### Problem statement:
Locate each line in the records below that contains the string "player", and copy those lines in full.
• • • • • • •
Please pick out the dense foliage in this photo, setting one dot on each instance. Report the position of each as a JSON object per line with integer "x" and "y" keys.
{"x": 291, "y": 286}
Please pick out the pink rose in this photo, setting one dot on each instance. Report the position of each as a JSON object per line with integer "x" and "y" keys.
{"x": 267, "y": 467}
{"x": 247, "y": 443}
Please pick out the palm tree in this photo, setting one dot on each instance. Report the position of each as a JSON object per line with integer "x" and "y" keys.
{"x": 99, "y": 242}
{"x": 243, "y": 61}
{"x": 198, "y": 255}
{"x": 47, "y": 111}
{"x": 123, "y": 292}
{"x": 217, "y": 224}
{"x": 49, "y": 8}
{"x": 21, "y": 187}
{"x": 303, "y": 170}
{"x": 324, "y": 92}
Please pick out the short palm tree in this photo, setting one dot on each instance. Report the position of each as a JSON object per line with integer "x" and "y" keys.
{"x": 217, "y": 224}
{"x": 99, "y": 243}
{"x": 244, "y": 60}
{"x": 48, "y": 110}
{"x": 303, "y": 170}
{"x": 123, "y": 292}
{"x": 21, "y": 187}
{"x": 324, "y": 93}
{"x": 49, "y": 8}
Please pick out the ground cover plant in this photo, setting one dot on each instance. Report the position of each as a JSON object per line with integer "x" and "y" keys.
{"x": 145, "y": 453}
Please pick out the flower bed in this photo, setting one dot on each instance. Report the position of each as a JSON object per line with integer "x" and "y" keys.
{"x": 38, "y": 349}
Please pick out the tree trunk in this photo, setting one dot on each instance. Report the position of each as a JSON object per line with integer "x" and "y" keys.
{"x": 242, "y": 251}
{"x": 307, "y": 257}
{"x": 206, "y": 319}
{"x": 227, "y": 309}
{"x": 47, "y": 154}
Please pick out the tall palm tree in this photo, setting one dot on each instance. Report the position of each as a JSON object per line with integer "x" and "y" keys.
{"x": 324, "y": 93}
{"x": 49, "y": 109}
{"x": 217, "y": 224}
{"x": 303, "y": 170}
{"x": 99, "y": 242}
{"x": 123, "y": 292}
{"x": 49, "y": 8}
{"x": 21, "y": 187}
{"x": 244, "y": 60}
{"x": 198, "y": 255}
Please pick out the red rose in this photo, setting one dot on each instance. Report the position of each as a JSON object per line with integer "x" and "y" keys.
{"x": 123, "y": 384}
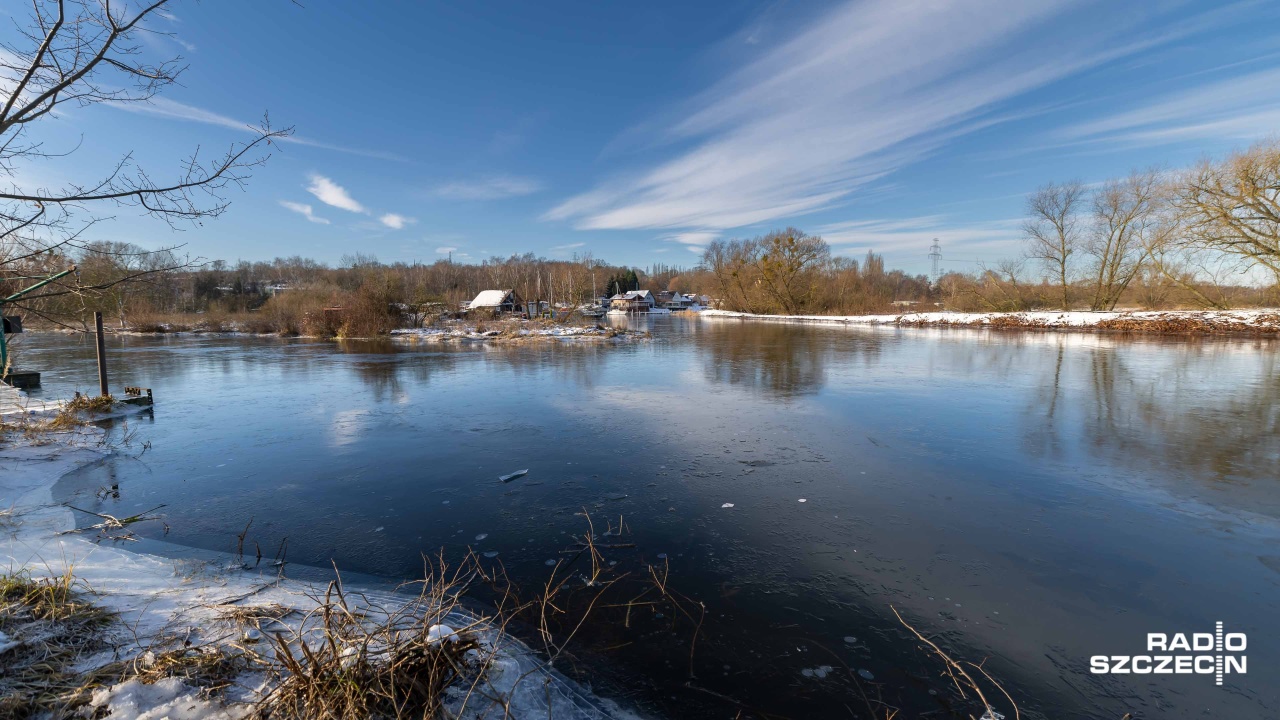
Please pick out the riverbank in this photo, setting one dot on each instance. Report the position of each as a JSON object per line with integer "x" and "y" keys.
{"x": 455, "y": 331}
{"x": 1264, "y": 322}
{"x": 88, "y": 625}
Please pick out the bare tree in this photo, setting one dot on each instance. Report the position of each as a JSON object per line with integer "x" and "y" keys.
{"x": 78, "y": 53}
{"x": 1052, "y": 229}
{"x": 785, "y": 267}
{"x": 1124, "y": 215}
{"x": 1234, "y": 206}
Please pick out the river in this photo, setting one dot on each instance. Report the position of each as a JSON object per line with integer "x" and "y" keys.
{"x": 1028, "y": 500}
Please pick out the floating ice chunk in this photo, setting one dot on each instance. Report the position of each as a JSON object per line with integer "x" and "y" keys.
{"x": 440, "y": 633}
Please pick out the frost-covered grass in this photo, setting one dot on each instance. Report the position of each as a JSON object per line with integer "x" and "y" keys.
{"x": 1160, "y": 322}
{"x": 86, "y": 623}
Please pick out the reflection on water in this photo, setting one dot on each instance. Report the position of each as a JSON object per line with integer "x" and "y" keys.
{"x": 1032, "y": 499}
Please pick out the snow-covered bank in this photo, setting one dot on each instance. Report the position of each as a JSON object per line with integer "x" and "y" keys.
{"x": 515, "y": 331}
{"x": 163, "y": 604}
{"x": 1159, "y": 322}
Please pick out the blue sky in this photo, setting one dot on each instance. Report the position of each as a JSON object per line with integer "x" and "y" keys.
{"x": 640, "y": 131}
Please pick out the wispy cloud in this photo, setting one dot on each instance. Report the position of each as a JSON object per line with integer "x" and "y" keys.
{"x": 493, "y": 187}
{"x": 694, "y": 240}
{"x": 305, "y": 210}
{"x": 859, "y": 92}
{"x": 174, "y": 110}
{"x": 396, "y": 222}
{"x": 333, "y": 194}
{"x": 1238, "y": 108}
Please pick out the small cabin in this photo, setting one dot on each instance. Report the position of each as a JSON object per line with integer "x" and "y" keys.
{"x": 497, "y": 301}
{"x": 632, "y": 301}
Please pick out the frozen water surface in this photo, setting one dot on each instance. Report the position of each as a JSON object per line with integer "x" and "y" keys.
{"x": 1068, "y": 493}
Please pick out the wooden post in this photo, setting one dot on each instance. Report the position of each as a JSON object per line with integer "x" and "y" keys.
{"x": 101, "y": 355}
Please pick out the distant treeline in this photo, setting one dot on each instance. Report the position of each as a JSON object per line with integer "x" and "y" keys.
{"x": 1205, "y": 237}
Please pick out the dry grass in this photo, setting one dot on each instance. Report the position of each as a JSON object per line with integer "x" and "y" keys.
{"x": 964, "y": 678}
{"x": 55, "y": 627}
{"x": 350, "y": 655}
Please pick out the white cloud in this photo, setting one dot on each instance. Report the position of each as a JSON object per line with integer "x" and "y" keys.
{"x": 694, "y": 240}
{"x": 333, "y": 194}
{"x": 174, "y": 110}
{"x": 396, "y": 222}
{"x": 864, "y": 90}
{"x": 305, "y": 210}
{"x": 494, "y": 187}
{"x": 1239, "y": 108}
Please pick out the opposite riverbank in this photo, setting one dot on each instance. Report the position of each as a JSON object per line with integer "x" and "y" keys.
{"x": 1262, "y": 322}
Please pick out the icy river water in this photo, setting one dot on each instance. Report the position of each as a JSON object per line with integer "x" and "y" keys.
{"x": 1028, "y": 500}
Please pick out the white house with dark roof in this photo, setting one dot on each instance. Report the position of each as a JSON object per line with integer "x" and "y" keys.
{"x": 497, "y": 301}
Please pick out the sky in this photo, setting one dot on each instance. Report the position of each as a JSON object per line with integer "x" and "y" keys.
{"x": 639, "y": 132}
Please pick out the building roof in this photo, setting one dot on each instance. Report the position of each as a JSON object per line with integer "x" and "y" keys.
{"x": 490, "y": 297}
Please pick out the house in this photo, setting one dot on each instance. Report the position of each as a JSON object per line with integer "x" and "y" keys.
{"x": 632, "y": 301}
{"x": 675, "y": 301}
{"x": 497, "y": 301}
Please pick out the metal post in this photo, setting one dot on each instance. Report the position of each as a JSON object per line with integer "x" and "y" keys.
{"x": 101, "y": 355}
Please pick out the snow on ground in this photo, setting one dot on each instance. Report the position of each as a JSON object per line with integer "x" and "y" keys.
{"x": 156, "y": 597}
{"x": 1261, "y": 320}
{"x": 512, "y": 332}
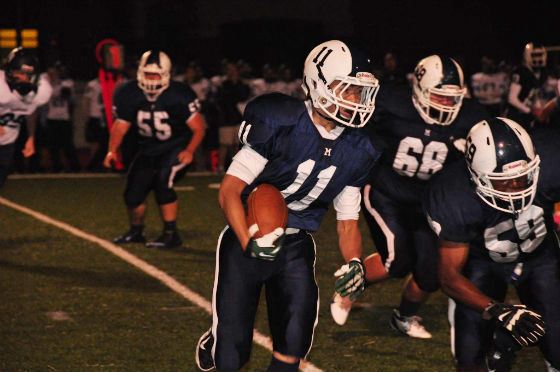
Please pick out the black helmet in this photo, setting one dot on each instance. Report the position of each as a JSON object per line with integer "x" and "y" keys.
{"x": 22, "y": 61}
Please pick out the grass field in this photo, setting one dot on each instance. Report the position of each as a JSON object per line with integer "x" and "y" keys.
{"x": 69, "y": 304}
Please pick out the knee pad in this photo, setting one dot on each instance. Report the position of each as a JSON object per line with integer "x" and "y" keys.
{"x": 428, "y": 282}
{"x": 165, "y": 196}
{"x": 133, "y": 199}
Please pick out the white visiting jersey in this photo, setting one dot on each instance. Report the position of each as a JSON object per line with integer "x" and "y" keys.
{"x": 59, "y": 106}
{"x": 14, "y": 108}
{"x": 93, "y": 94}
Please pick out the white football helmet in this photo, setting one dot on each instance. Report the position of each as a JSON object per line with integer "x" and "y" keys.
{"x": 535, "y": 57}
{"x": 335, "y": 61}
{"x": 503, "y": 164}
{"x": 438, "y": 89}
{"x": 154, "y": 62}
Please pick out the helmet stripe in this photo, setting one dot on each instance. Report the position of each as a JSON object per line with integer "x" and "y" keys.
{"x": 511, "y": 149}
{"x": 451, "y": 75}
{"x": 153, "y": 58}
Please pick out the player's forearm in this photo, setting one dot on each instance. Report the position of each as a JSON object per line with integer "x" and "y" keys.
{"x": 117, "y": 134}
{"x": 349, "y": 239}
{"x": 31, "y": 124}
{"x": 230, "y": 202}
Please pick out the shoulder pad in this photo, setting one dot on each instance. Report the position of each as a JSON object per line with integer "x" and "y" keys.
{"x": 44, "y": 91}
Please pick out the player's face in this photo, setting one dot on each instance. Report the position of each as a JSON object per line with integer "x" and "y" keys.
{"x": 152, "y": 76}
{"x": 512, "y": 185}
{"x": 21, "y": 76}
{"x": 443, "y": 100}
{"x": 349, "y": 93}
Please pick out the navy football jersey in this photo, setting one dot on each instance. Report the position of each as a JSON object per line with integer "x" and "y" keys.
{"x": 308, "y": 169}
{"x": 457, "y": 213}
{"x": 161, "y": 125}
{"x": 413, "y": 150}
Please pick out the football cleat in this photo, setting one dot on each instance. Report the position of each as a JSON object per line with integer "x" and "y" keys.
{"x": 409, "y": 325}
{"x": 167, "y": 240}
{"x": 203, "y": 353}
{"x": 131, "y": 236}
{"x": 340, "y": 308}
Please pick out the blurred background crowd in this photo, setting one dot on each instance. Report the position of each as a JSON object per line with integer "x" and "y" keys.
{"x": 72, "y": 134}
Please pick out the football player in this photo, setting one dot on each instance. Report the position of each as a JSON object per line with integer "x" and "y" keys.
{"x": 526, "y": 80}
{"x": 493, "y": 216}
{"x": 419, "y": 137}
{"x": 165, "y": 115}
{"x": 22, "y": 91}
{"x": 311, "y": 152}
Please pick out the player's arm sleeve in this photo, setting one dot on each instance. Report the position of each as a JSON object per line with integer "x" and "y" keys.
{"x": 247, "y": 164}
{"x": 347, "y": 203}
{"x": 44, "y": 91}
{"x": 122, "y": 107}
{"x": 257, "y": 132}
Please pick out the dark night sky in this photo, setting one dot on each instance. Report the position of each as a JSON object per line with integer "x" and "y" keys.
{"x": 284, "y": 31}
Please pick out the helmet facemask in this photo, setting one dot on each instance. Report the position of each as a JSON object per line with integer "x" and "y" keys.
{"x": 338, "y": 81}
{"x": 153, "y": 64}
{"x": 488, "y": 186}
{"x": 535, "y": 57}
{"x": 429, "y": 103}
{"x": 342, "y": 94}
{"x": 22, "y": 72}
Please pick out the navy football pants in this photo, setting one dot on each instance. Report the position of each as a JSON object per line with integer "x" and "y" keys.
{"x": 156, "y": 173}
{"x": 6, "y": 161}
{"x": 402, "y": 237}
{"x": 292, "y": 299}
{"x": 538, "y": 288}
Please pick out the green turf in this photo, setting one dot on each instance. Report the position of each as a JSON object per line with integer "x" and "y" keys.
{"x": 117, "y": 318}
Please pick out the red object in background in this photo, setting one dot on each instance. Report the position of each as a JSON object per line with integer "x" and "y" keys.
{"x": 214, "y": 160}
{"x": 110, "y": 55}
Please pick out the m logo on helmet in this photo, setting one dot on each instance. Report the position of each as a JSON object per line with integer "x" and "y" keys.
{"x": 322, "y": 62}
{"x": 419, "y": 72}
{"x": 471, "y": 149}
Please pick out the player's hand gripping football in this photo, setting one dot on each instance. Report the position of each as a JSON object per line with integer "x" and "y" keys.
{"x": 110, "y": 160}
{"x": 525, "y": 326}
{"x": 351, "y": 279}
{"x": 266, "y": 247}
{"x": 185, "y": 157}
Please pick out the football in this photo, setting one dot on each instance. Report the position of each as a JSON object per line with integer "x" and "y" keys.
{"x": 266, "y": 210}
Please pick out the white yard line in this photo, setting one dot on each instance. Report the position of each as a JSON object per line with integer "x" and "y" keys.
{"x": 88, "y": 175}
{"x": 195, "y": 298}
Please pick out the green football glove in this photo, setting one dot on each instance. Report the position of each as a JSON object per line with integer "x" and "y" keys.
{"x": 351, "y": 279}
{"x": 266, "y": 247}
{"x": 525, "y": 326}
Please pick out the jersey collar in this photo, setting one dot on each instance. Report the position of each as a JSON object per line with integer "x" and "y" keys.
{"x": 333, "y": 134}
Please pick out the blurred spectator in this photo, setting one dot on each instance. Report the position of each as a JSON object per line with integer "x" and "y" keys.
{"x": 194, "y": 78}
{"x": 290, "y": 85}
{"x": 201, "y": 86}
{"x": 59, "y": 120}
{"x": 230, "y": 99}
{"x": 490, "y": 86}
{"x": 391, "y": 71}
{"x": 97, "y": 135}
{"x": 267, "y": 83}
{"x": 526, "y": 80}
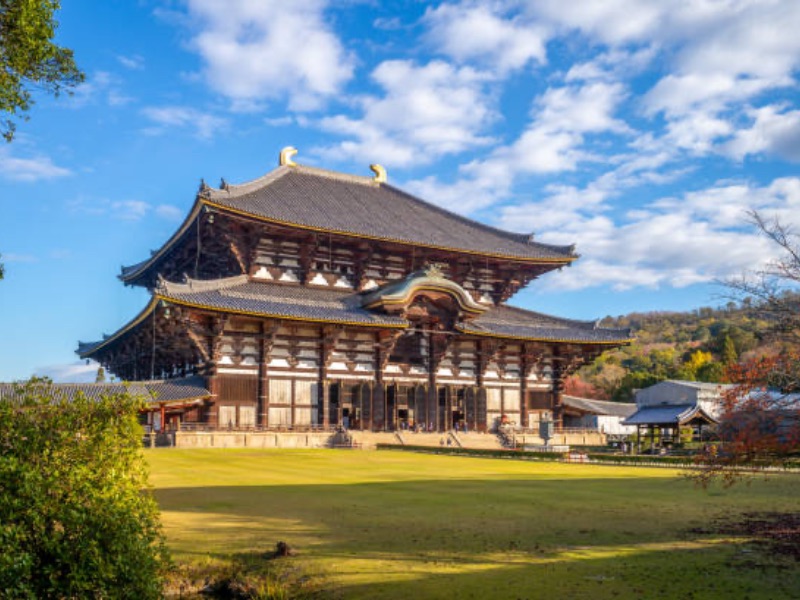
• • • • • • •
### Response to this exercise:
Please pick out the player's forearm in this photo, setting one dot on each instance. Report the position of each as a JSON object per line with integer "x" and "y" keys.
Please pick out the player's face in this photo, setting one dot on each instance. Report the position of each as a JSON object per line with integer "x" and "y" keys.
Please pick out the football player in this photo, setting one dot on each instance. Report the position of each as a JSON object per line with integer "x" and "y" keys.
Please pick out the player's arm sleeve in this photo, setting one dot on each instance. Report the position of each as a JSON object per line with integer "x" and "y" keys.
Please pick out the player's hand gripping football in this photo, setting one dot on each instance. Report the position of each as a JSON object per line with integer "x" and "y" keys.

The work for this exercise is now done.